INSTRUÇÃO 1:
Traduza para o inglês esta frase do texto sobre a locadora: "A locadora encerrou um ciclo."

Hoje
me assustei quando fui fechar a porta de entrada do escritório e percebi que a
Locadora do Lino, meu amigo, estava em reforma. Todos os filmes foram retirados
do dia para a noite, as prateleiras foram removidas, e tive a impressão que outra
loja, com uma temática diferente vai ser instalada no lugar.
A
sua locadora foi, durante anos, uma referência para muitas pessoas. Minha
esposa cinéfila, talvez tenha sido a maior freguesa por anos. Muitas pessoas
lotavam os estacionamentos da rua no final da tarde para escolher o filme
apropriado para o humor daquele dia, e encontrar o filme que melhor combinaria
com a pessoa com quem assistiria.
A
locadora encerrou um ciclo.
Engolida
pelo Netflix, HBO, e canais fechados, deixou de ter sua relevância e perdeu seu
espaço no templo. Muitas vezes para explicar onde ficava a igreja que é
localizada em frente à locadora, usava-a como referência. “Em frente ao Super
Cine”.

ENTRADAS DO EXERCÍCIO:
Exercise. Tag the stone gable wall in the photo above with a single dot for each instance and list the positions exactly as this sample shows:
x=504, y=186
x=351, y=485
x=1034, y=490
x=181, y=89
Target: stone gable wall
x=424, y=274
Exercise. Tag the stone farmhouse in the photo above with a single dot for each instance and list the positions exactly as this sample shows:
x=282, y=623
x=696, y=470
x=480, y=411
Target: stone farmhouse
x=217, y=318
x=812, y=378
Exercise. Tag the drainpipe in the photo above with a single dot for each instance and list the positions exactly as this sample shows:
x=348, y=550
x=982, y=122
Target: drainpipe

INSTRUÇÃO 2:
Disponha como uma lista JSON de strings as linhas das entradas, do início delas até a linha que contém "x=424, y=274", ambas incluídas. Use uma string por linha e omita as linhas em branco.

RESPOSTA 1:
The video rental store came to the end of a cycle.

RESPOSTA 2:
[
  "Exercise. Tag the stone gable wall in the photo above with a single dot for each instance and list the positions exactly as this sample shows:",
  "x=504, y=186",
  "x=351, y=485",
  "x=1034, y=490",
  "x=181, y=89",
  "Target: stone gable wall",
  "x=424, y=274"
]